Dr. Crowley also says he admires the Communication Department’s commitment to doing things that matter. He embraces the faculty’s dedication to promoting cultural diversity and working with people in underserved communities. “At the University of Washington, we address social issues in a truly comprehensive and tangible way,” he explains. “The Department faculty are all asking similar questions, but differently. What is great is that the Department is finding a way to connect everything by breaking out of these traditional silos and making our shared efforts more visible through storytelling. We are taking these separate threads and weaving them into one beautiful tapestry of research.”
At present, Dr. Crowley has three studies in development. The first focuses on micro-aggressions in the United States, post the 2016 election and the appointment of President Donald Trump. “There is a lot that we do not yet understand about the relationship between immune response and racism,” Dr. Crowley states, “particularly racism that is expressed more subtly through acts of micro-aggression.” Dr. Crowley plans to investigate if there any variables that moderate the experience of populations affected by this type of negative communication. The chief purpose of this study would be to collect and document foundational research on the topic.
The second, smaller study that Dr. Crowley is interested in conducting would focus on trying to understand how people use social media to cope with the uncertainties of the Trump administration. In particular, those people and communities directly affected by new policies. For example, do individuals choose to follow social media influencers who bolster them emotionally, like a favorite comedian, during times of political turmoil? The project is slated for late spring, after Dr. Crowley finishes building his research team.
....
▶ _Request 1_: Reproduce the portion of the passage on Dr. Crowley's research between "At present, Dr." and "on the topic.", inclusive.
▶ _Request 2_: Continue the passage on Dr. Crowley's research, beginning right after its final sentence.
....
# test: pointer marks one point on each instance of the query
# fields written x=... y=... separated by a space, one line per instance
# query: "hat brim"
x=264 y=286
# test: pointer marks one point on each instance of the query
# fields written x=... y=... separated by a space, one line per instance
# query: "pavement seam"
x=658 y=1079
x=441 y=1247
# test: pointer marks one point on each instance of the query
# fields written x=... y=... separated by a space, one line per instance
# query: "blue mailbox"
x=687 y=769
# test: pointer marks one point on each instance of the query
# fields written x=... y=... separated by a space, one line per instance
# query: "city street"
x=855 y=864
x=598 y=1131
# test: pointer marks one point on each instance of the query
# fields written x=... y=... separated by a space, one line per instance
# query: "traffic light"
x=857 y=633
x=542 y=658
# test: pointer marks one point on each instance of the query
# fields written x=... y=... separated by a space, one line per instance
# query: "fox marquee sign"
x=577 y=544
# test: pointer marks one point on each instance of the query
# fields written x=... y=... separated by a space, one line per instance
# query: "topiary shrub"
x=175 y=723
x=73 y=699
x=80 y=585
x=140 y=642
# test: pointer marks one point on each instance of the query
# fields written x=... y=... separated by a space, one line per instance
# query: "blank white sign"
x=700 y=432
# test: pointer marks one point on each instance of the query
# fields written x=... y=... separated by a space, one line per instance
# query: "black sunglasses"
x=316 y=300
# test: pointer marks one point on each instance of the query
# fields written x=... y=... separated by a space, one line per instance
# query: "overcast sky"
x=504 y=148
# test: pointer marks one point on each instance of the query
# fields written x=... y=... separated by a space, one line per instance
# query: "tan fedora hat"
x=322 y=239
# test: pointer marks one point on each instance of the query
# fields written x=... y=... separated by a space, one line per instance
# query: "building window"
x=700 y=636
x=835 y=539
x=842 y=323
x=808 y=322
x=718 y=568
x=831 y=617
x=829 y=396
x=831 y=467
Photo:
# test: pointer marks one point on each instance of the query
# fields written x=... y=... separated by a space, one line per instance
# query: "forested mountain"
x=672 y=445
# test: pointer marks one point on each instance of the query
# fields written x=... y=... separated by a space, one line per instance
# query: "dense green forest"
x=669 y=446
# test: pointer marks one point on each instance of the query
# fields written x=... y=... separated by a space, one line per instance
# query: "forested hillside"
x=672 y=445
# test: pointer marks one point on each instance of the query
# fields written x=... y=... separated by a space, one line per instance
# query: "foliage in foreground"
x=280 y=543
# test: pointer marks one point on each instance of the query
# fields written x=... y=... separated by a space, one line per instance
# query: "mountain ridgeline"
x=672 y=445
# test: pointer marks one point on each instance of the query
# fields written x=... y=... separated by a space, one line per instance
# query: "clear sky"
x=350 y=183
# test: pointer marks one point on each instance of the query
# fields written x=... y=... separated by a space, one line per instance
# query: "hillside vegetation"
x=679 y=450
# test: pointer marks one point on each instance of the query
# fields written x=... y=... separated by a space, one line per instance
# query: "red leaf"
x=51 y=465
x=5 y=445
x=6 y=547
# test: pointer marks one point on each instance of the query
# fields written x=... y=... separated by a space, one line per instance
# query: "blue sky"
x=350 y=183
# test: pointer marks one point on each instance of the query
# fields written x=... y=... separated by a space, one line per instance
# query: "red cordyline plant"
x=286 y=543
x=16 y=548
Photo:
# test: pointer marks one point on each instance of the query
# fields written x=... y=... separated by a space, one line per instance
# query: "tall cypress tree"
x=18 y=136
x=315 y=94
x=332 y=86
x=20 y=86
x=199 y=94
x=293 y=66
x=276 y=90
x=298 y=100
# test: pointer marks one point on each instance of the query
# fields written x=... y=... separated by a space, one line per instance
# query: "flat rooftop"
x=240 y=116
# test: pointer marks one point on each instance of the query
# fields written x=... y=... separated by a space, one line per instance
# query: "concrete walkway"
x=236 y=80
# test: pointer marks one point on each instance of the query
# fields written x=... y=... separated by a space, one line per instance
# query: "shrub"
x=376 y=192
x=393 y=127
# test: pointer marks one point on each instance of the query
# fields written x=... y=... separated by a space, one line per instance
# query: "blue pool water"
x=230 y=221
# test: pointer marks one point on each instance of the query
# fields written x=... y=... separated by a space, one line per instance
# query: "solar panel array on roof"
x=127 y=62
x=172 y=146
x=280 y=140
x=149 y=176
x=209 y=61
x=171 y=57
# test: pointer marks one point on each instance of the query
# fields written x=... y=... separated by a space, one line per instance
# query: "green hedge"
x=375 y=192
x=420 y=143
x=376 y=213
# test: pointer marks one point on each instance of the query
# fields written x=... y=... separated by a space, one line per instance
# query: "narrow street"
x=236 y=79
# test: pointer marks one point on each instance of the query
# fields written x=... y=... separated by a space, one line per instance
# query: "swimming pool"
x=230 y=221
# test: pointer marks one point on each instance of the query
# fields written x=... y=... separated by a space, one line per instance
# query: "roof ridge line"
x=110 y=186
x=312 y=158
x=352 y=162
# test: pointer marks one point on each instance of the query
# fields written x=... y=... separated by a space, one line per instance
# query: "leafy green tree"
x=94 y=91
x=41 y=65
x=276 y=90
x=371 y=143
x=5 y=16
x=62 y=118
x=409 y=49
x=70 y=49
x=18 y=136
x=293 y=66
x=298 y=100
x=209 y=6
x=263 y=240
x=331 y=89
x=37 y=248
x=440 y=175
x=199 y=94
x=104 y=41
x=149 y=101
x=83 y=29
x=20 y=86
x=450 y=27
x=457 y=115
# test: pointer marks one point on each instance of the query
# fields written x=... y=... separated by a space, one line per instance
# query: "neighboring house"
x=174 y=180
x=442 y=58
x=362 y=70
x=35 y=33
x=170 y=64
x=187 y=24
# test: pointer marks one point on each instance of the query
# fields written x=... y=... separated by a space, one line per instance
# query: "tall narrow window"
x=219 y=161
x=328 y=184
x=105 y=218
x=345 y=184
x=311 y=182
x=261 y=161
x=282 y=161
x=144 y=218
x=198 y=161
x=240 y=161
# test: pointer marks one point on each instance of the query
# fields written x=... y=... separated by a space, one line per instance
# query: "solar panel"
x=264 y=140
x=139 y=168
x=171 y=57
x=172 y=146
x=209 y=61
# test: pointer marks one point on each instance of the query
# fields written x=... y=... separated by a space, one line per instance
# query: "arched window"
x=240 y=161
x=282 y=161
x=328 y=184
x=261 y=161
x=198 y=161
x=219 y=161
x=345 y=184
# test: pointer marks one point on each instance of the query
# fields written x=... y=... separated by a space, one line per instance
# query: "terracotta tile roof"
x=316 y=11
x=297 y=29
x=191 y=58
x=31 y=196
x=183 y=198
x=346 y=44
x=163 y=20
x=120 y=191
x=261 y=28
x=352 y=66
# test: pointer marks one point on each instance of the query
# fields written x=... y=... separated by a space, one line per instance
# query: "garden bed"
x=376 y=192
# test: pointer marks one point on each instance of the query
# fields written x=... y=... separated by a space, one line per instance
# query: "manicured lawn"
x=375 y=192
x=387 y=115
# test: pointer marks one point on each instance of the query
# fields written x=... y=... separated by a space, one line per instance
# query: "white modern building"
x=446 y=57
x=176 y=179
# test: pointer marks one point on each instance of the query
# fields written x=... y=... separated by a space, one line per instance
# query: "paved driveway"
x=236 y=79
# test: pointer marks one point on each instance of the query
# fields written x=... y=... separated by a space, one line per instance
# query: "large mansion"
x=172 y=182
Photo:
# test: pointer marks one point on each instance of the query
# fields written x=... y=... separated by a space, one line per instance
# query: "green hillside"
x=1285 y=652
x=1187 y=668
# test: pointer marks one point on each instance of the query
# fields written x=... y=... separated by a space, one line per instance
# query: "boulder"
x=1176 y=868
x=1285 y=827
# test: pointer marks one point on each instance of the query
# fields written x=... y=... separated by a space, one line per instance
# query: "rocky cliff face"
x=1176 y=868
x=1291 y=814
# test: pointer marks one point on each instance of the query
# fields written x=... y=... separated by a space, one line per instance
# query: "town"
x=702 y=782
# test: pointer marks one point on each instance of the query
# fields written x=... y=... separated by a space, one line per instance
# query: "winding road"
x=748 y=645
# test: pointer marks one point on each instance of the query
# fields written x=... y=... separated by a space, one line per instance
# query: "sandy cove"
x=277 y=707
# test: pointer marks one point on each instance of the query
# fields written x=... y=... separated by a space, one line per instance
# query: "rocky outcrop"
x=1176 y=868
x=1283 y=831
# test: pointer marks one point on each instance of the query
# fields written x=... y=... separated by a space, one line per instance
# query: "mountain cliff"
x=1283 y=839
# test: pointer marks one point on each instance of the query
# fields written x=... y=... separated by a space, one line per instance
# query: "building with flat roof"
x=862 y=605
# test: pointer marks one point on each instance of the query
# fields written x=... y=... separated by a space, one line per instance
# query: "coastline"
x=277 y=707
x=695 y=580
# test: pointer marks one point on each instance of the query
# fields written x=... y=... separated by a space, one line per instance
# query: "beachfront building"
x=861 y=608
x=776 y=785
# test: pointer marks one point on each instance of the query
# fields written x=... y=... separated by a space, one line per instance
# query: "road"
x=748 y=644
....
▶ _Expected output 1_:
At present, Dr. Crowley has three studies in development. The first focuses on micro-aggressions in the United States, post the 2016 election and the appointment of President Donald Trump. “There is a lot that we do not yet understand about the relationship between immune response and racism,” Dr. Crowley states, “particularly racism that is expressed more subtly through acts of micro-aggression.” Dr. Crowley plans to investigate if there any variables that moderate the experience of populations affected by this type of negative communication. The chief purpose of this study would be to collect and document foundational research on the topic.

▶ _Expected output 2_:
The third study currently in development is a research collaboration between Dr. Crowley and his colleague, Assistant Professor Carmen Gonzalez, which focuses on the health and wellness workshops facilitated by the Latino Educational Training Institute (LETI). The professors will conduct a study to determine what effect the health and wellness workshops offered by the institute are having upon its community members. For instance, are these shared experiences affecting the participants’ cortisol and cholesterol levels, heart rate, etc.? The study will likely take place in the second half of 2017.
However, in order to carry out research that will yield high-quality datasets, Dr. Crowley believes that the Department needs a dedicated research lab within the Communication building. “We just cannot keep piecing it together anymore,” he explains. He also actively seeks out new community partners with whom he can collaborate to explore new research questions. “Recruiting participants from outside the student population is crucial,” he insists, “and I have found that you need to know more than two people to get a sample of two hundred.” He also hopes that these partnerships will result in new promotional avenues that will move research “out of the ivory tower of academia” and into the hands of those who would benefit the most from the findings. “The things that excite me are the things that people are not yet doing,” he muses. “I like to tackle challenges that most think impossible and work with my colleagues to move the needle more towards the possible. To ‘make it so’ and keep exploring the physical substrates of forgiveness and positive communication. After all, according to many religions and philosophers, forgiveness is what holds the universe together. I definitely think that’s worth exploring.”